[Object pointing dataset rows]
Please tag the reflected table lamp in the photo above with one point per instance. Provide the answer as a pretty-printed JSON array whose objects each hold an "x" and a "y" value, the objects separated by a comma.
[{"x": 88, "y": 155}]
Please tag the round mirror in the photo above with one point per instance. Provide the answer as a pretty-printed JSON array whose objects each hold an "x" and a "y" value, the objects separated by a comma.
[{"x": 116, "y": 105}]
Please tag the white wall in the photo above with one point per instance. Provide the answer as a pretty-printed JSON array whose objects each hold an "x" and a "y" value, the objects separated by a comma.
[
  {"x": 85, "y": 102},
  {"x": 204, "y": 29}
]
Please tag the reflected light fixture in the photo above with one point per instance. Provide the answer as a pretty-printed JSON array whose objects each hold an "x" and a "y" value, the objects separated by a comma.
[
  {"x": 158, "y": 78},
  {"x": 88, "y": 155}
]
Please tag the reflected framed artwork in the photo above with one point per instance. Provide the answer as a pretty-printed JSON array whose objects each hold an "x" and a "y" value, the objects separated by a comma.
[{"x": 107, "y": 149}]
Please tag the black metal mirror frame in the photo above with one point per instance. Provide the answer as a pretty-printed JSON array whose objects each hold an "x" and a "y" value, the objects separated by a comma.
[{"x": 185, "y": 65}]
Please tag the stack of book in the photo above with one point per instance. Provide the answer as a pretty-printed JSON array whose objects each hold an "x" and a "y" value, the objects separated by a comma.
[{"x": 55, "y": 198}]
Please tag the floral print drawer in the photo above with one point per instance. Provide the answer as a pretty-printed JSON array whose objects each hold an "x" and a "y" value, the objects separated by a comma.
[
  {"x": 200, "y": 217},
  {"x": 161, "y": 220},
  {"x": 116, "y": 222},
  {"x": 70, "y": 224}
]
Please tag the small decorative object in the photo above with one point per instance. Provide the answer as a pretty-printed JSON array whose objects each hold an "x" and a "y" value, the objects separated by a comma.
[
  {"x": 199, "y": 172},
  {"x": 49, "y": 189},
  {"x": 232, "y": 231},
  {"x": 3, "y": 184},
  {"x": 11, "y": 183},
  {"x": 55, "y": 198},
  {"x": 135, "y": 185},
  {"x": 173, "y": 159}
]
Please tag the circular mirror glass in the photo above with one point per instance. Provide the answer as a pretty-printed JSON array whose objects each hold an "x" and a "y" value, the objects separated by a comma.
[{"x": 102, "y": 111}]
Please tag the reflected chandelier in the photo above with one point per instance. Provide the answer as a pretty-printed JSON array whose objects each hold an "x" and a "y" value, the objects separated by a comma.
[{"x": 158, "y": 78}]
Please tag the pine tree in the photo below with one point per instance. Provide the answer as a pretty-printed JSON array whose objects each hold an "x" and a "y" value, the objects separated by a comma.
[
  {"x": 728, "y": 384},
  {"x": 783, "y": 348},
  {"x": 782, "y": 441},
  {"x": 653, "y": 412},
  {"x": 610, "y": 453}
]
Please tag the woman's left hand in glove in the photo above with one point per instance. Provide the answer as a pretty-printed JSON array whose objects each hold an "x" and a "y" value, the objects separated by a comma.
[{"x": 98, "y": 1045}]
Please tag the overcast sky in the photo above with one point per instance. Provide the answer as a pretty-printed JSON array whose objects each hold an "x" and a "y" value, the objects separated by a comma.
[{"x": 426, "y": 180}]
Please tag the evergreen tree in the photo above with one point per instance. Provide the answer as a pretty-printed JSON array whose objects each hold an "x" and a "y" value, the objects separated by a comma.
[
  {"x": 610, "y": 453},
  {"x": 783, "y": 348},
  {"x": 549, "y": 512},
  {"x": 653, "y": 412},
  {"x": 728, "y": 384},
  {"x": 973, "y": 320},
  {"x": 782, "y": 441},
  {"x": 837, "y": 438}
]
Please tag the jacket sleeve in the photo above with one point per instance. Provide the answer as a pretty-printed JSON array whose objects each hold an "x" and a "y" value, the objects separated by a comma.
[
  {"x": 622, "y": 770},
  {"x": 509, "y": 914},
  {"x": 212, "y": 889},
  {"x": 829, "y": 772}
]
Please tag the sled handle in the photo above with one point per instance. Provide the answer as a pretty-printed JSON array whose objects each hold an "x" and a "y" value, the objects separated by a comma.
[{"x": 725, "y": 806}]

▶ **Prompt**: All of the lines above must be returned exactly.

▶ **Exercise response**:
Please tag the reflected table lamp in the photo above with one point per instance. Provide the answer as a pretty-printed JSON array whose objects each hold an "x" and a "y" value, the objects separated by a comma.
[{"x": 88, "y": 155}]
Please tag the round mirror in the photo above with one point per instance. Provide the answer as a pretty-printed JSON array whose objects each hold an "x" and a "y" value, the objects separated by a comma.
[{"x": 116, "y": 105}]
Please tag the white wall in the photo above with one point per instance. Provide the answer as a pretty-printed JSON array whose objects each hold an "x" and a "y" value, the objects separated by a comma.
[
  {"x": 85, "y": 102},
  {"x": 204, "y": 29}
]
Please tag the reflected light fixture in the photo above with one point per instance. Provide the answer as a pretty-printed JSON array whose objects each hold an "x" and a "y" value, the objects separated by a comma.
[
  {"x": 158, "y": 78},
  {"x": 88, "y": 155}
]
Please tag the reflected framed artwork in the photo above with one point per instance. Provide the answer as a pretty-printed JSON array whose objects each hold an "x" and a "y" value, the objects separated by a comma.
[{"x": 107, "y": 149}]
Please tag the black metal mirror frame in the photo above with one point per instance. Provide the answer as a pretty-printed JSON array whose objects each hold an "x" and a "y" value, the objects separated by a comma.
[{"x": 185, "y": 65}]
Please tag the stack of book in the photo above with one point per instance. Provide the answer as a pretty-printed JSON array whose objects each hold an "x" and a "y" value, the objects separated by a comma.
[{"x": 55, "y": 198}]
Please tag the floral print drawer in the photo above with one point per instance. Provide the answer as a pretty-printed JSON array whose objects each hold an "x" and a "y" value, the objects separated by a comma.
[
  {"x": 200, "y": 217},
  {"x": 161, "y": 220},
  {"x": 116, "y": 222},
  {"x": 70, "y": 224}
]
Please tag the small decorative object in the photo above with one point per instance. Provide the answer as a pretty-printed JSON array whose objects each hold an "x" and a "y" value, the objects separated by a comma.
[
  {"x": 199, "y": 172},
  {"x": 49, "y": 189},
  {"x": 232, "y": 231},
  {"x": 3, "y": 184},
  {"x": 11, "y": 183},
  {"x": 55, "y": 198},
  {"x": 135, "y": 185},
  {"x": 173, "y": 159}
]
Please tag the circular mirror glass in the photo above with one point per instance. Provide the answer as a pretty-printed JSON array whose objects each hold an "x" and a "y" value, the objects separated by a comma.
[{"x": 102, "y": 111}]
Please tag the reflected chandelier in the photo above with one point per instance. Provide the answer as a pretty-printed JSON array whose objects each hold an "x" and a "y" value, the objects separated by a comma.
[{"x": 158, "y": 78}]
Please tag the pine tree in the photo below with one point per instance. Provide the answer as a pretty-printed JSON array whose objects each hold an "x" and a "y" value, the objects separated by a comma.
[
  {"x": 728, "y": 384},
  {"x": 783, "y": 348},
  {"x": 782, "y": 441},
  {"x": 653, "y": 412},
  {"x": 610, "y": 453}
]
Please tag the woman's left hand in glove in the photo above with one point per instance. Provide the answer as a pretty-printed JSON array whose objects each hold an "x" and a "y" value, the objects separated by a comma.
[{"x": 98, "y": 1045}]
Please tag the overcast sky in the photo above with one point per instance. Provide the answer as a pretty-printed JSON array whose objects each hold an "x" and a "y" value, the objects separated by a comma.
[{"x": 426, "y": 180}]
Please tag the evergreen tree in the photo above with one point per instance. Provide the answer as a pretty-printed JSON array whose objects each hold an "x" and a "y" value, the objects separated by a comma.
[
  {"x": 610, "y": 453},
  {"x": 783, "y": 348},
  {"x": 549, "y": 512},
  {"x": 653, "y": 412},
  {"x": 728, "y": 384},
  {"x": 973, "y": 320},
  {"x": 782, "y": 441},
  {"x": 837, "y": 438}
]
Please tag the jacket sleeve in the photo above with one point per instance. Provide the answer as a pretty-printed JSON array whose objects each hold an "x" and a "y" value, the objects separated by a comma.
[
  {"x": 622, "y": 770},
  {"x": 509, "y": 914},
  {"x": 212, "y": 889},
  {"x": 829, "y": 772}
]
Please tag the sled handle in the photo above with one point per instance. Provide the answer as a pretty-printed JSON array whose objects each hold an "x" and a "y" value, the objects separated by a comma.
[{"x": 725, "y": 806}]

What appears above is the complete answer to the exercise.